The whole set of entries is to be restated word for word.

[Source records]
====
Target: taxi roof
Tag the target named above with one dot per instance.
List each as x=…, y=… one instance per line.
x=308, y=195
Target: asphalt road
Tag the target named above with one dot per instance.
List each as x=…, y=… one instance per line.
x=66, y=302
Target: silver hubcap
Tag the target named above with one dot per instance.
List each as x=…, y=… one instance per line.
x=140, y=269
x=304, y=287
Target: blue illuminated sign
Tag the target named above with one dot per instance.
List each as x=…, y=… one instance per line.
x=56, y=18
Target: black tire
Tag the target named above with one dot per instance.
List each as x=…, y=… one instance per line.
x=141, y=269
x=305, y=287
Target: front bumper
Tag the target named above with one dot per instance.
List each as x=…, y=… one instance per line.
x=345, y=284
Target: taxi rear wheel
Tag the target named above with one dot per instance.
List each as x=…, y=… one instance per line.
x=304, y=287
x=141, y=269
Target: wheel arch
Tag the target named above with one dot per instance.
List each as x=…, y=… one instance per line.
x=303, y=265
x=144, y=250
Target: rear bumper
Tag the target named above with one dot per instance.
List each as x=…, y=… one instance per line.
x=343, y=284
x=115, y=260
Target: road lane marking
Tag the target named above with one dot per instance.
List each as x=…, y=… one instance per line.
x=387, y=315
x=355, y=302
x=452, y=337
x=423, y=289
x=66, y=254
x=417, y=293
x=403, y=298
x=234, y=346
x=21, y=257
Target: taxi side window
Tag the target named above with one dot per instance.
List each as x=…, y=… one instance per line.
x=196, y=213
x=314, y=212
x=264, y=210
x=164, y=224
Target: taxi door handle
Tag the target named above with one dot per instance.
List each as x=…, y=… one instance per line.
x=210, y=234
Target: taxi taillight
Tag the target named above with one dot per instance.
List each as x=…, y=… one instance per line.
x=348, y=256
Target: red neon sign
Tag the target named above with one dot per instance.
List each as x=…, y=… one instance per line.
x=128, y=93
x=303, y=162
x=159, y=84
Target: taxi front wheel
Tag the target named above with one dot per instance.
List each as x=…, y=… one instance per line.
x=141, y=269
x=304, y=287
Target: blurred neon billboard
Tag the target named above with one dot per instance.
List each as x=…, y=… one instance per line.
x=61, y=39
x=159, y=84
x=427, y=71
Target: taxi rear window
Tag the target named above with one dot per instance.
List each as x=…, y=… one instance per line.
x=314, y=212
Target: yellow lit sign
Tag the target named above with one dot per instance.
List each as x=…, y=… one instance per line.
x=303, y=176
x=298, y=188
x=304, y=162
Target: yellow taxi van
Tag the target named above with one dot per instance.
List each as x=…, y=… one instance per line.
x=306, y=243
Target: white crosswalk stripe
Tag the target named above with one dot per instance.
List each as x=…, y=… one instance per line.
====
Task result
Target: taxi roof
Tag the target named above with one dot per instance.
List each as x=…, y=… one instance per line.
x=308, y=195
Target: asphalt road
Tag the target named above with one dot per instance.
List each as x=…, y=… one instance per line.
x=66, y=302
Target: silver hubcap
Tag the target named above with one dot per instance.
List each as x=…, y=… one instance per line.
x=140, y=269
x=304, y=287
Target: blue illuminated sign
Tag the target named above with one dot per instance.
List each as x=…, y=… one instance per line.
x=56, y=18
Target: black tire
Tag the target named above with one dot per instance.
List each as x=…, y=… one instance per line.
x=141, y=269
x=305, y=287
Target: front bumper
Tag the target named above with one dot per instance.
List each as x=…, y=… one instance per line.
x=345, y=284
Target: taxi rear wheel
Tag the target named above with one dot per instance.
List each as x=…, y=… one instance per line.
x=304, y=287
x=141, y=269
Target: wheel arch
Tag the target named above with one dot per instance.
List each as x=…, y=… one instance per line.
x=303, y=265
x=144, y=250
Target: rear bumper
Tag the target named above with one dot per instance.
List each as x=…, y=… one instance per line.
x=343, y=284
x=115, y=260
Target: road lane marking
Tag the target named above with one dot per instance.
List each as x=…, y=… one instance per line.
x=387, y=315
x=355, y=302
x=452, y=337
x=423, y=289
x=66, y=254
x=417, y=293
x=403, y=298
x=234, y=346
x=21, y=257
Target: taxi side window
Tag the target named above with one dot per instance.
List each as x=…, y=… one instance per line.
x=196, y=213
x=314, y=212
x=264, y=210
x=164, y=224
Target: taxi door handle
Tag the target named above with one dot per instance.
List each as x=…, y=… one instance per line.
x=210, y=234
Target: taxi taillight
Tag the target named above with one dot per instance.
List each as x=…, y=… one instance per line.
x=348, y=256
Target: red neon sign
Tag the target named above with one dot per instance.
List each as x=…, y=… one instance per line.
x=128, y=93
x=303, y=162
x=159, y=84
Target: taxi front wheel
Tag the target named above with one dot per instance.
List each as x=…, y=… one instance per line.
x=141, y=269
x=304, y=287
Target: blurred neon billboard
Tag the target named above with one dot per instance.
List each as x=…, y=… one instance per line.
x=61, y=39
x=159, y=84
x=427, y=71
Target: taxi rear window
Tag the target named above with one dot per instance.
List each as x=…, y=… one instance per line.
x=314, y=212
Target: yellow lit sign
Tag the target named above with one dot per instance.
List each as x=…, y=… one instance per line.
x=303, y=176
x=298, y=188
x=304, y=162
Target: yellow taxi van
Tag the target named above with one dot per instance.
List each as x=…, y=… one instance per line.
x=306, y=243
Target: white crosswalk stripe
Tag the target named above with one dot per instance.
List each as x=…, y=… one instance per line.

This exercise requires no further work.